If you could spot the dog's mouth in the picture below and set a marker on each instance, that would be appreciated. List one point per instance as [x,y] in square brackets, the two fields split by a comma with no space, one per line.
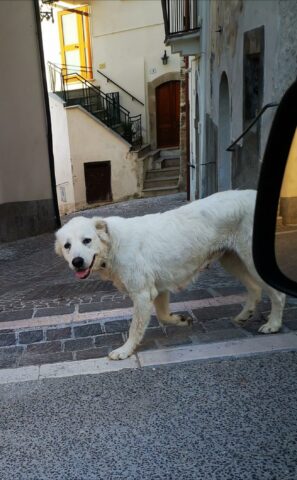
[82,274]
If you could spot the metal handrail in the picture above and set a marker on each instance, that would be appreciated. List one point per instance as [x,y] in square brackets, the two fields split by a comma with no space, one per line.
[180,17]
[101,105]
[119,86]
[231,147]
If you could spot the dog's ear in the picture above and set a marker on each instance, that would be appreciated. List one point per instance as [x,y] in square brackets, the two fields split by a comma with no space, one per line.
[100,224]
[58,248]
[102,229]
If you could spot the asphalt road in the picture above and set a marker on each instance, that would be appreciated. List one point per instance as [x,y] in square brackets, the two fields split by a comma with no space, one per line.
[228,420]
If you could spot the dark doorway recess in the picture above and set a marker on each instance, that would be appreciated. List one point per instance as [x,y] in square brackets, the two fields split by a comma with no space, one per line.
[167,109]
[98,181]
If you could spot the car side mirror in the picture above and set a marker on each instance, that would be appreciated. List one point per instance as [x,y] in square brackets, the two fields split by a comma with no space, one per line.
[275,221]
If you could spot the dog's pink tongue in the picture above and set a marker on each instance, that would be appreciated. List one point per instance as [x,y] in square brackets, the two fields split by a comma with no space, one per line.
[82,273]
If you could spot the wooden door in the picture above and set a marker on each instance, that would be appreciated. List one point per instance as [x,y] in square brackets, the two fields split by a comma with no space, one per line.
[167,110]
[75,42]
[98,181]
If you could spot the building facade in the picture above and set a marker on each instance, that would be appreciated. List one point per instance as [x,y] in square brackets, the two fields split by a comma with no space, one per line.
[27,194]
[115,99]
[241,63]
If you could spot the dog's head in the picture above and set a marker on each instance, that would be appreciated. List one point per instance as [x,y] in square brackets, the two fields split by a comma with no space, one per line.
[84,243]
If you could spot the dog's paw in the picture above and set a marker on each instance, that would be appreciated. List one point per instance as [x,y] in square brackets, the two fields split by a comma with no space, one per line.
[243,317]
[120,353]
[180,320]
[269,328]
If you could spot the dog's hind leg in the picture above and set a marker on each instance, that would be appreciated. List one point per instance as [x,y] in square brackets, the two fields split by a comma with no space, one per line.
[234,265]
[142,303]
[277,306]
[161,303]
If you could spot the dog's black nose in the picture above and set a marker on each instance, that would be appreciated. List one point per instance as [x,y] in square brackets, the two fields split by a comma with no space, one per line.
[78,262]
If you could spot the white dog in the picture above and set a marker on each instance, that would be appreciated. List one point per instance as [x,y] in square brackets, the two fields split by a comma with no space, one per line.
[150,256]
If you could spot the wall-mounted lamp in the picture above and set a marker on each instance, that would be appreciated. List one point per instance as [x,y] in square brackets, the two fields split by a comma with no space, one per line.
[46,14]
[165,58]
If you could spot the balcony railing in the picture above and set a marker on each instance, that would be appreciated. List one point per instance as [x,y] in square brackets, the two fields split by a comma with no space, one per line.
[180,17]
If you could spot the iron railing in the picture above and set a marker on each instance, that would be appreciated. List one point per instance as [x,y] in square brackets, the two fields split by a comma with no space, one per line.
[180,17]
[233,145]
[105,107]
[108,79]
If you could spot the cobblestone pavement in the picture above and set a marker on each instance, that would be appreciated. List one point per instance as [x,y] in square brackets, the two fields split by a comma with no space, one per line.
[36,284]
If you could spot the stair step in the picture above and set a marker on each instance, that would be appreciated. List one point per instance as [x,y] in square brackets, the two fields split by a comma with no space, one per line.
[156,191]
[144,150]
[162,172]
[169,152]
[163,181]
[170,162]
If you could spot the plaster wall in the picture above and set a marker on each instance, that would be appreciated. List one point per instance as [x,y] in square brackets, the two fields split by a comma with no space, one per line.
[92,141]
[24,160]
[61,147]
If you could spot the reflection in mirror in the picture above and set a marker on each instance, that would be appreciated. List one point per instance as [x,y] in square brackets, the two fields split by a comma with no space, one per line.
[286,225]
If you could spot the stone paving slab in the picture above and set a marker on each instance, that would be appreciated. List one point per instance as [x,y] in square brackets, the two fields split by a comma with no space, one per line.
[96,338]
[48,316]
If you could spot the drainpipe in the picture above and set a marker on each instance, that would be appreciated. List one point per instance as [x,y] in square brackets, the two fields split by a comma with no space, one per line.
[184,183]
[187,125]
[47,113]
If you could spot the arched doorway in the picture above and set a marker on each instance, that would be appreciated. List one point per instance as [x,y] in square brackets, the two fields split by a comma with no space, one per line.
[224,157]
[167,114]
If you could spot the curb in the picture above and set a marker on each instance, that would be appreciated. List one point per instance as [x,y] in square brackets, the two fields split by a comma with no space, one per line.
[216,351]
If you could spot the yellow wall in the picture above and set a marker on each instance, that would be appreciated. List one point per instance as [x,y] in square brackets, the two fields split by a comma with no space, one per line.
[289,186]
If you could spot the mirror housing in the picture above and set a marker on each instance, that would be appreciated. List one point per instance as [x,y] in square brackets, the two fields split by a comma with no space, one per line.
[269,188]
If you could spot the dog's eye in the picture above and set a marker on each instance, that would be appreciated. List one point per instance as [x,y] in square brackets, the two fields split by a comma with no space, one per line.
[86,241]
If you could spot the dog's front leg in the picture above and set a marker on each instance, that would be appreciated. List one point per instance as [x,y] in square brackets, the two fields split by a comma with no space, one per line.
[142,304]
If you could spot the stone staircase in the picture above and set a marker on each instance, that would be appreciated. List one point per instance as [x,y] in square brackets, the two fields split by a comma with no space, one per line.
[162,174]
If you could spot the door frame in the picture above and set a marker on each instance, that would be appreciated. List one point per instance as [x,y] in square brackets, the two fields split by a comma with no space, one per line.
[151,113]
[86,165]
[84,41]
[169,85]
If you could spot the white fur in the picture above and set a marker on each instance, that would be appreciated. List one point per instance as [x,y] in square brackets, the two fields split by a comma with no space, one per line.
[150,256]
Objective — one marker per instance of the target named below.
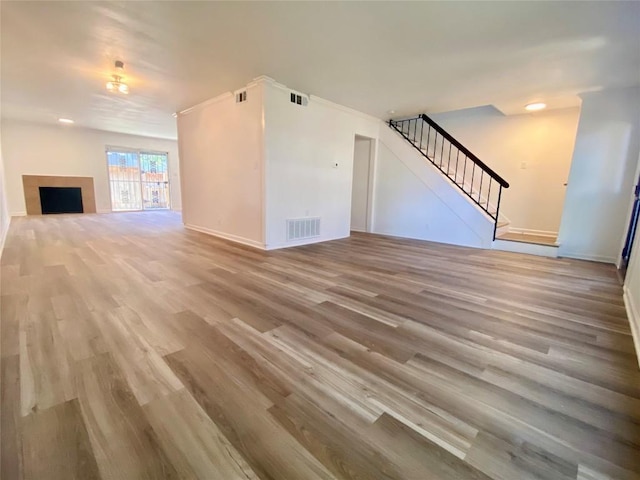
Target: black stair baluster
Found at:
(404, 128)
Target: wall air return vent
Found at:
(301, 228)
(299, 99)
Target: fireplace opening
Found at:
(61, 200)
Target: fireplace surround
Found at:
(32, 184)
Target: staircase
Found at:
(473, 177)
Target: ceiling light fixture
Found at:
(117, 85)
(532, 107)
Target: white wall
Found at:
(542, 141)
(4, 208)
(632, 292)
(601, 177)
(632, 279)
(360, 189)
(303, 144)
(221, 148)
(413, 199)
(35, 149)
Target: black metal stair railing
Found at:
(478, 181)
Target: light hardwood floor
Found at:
(134, 349)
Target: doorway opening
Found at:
(361, 191)
(138, 180)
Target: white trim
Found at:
(226, 236)
(4, 237)
(587, 256)
(525, 247)
(528, 231)
(634, 320)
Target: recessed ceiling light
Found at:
(532, 107)
(117, 83)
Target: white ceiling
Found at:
(375, 57)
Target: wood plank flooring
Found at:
(132, 348)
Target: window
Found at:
(138, 180)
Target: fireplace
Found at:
(61, 200)
(49, 194)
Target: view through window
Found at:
(138, 180)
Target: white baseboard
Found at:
(634, 320)
(523, 247)
(226, 236)
(528, 231)
(586, 256)
(300, 243)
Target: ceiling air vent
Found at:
(298, 99)
(301, 228)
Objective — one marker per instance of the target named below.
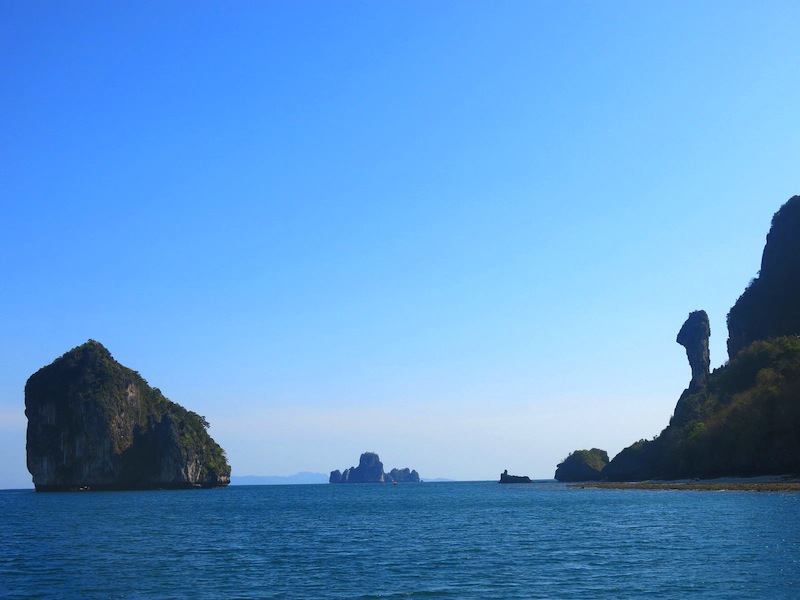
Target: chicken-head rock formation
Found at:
(694, 337)
(95, 424)
(770, 306)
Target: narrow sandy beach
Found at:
(743, 484)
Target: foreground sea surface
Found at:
(428, 540)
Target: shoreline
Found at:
(732, 484)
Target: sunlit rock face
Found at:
(94, 424)
(694, 337)
(770, 306)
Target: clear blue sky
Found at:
(463, 235)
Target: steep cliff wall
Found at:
(744, 418)
(94, 424)
(770, 306)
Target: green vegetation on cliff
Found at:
(744, 418)
(93, 423)
(582, 465)
(745, 421)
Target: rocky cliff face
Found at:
(770, 306)
(94, 424)
(694, 337)
(744, 418)
(582, 465)
(370, 470)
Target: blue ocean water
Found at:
(429, 540)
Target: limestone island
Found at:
(743, 419)
(370, 470)
(96, 425)
(506, 478)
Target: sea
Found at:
(420, 540)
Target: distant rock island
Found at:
(743, 419)
(96, 425)
(506, 478)
(370, 470)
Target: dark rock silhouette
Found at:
(770, 306)
(582, 465)
(94, 424)
(402, 476)
(506, 478)
(370, 470)
(694, 337)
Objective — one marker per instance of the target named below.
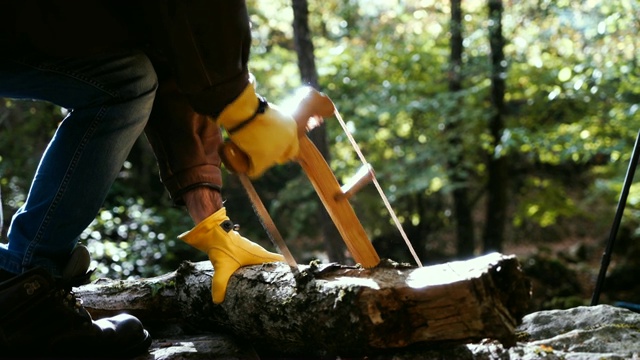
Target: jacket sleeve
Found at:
(184, 142)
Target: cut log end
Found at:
(339, 310)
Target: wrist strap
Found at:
(262, 107)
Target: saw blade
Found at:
(267, 222)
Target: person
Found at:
(173, 70)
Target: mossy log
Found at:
(330, 309)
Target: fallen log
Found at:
(330, 309)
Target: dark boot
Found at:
(40, 316)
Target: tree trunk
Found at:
(306, 64)
(462, 209)
(497, 164)
(331, 309)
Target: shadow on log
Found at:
(329, 309)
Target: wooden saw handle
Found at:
(313, 106)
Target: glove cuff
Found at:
(243, 109)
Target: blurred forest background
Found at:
(491, 125)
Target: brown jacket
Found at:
(199, 48)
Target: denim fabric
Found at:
(109, 98)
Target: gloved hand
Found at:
(227, 249)
(262, 131)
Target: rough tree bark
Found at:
(332, 309)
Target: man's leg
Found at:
(109, 98)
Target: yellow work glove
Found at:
(262, 131)
(227, 249)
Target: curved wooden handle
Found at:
(311, 107)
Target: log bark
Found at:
(329, 309)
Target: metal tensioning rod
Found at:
(385, 200)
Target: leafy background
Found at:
(572, 116)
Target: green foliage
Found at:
(572, 101)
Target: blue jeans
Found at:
(109, 98)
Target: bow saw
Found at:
(311, 109)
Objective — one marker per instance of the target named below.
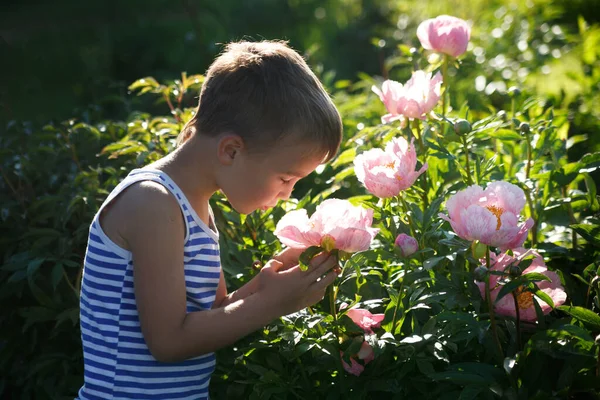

══════════

**Consigna dada:**
Cuenta cuántas líneas de las filas anteriores contienen la cadena "jacket", distinguiendo entre mayúsculas y minúsculas. Responde únicamente con el número.

**Solución completa:**
2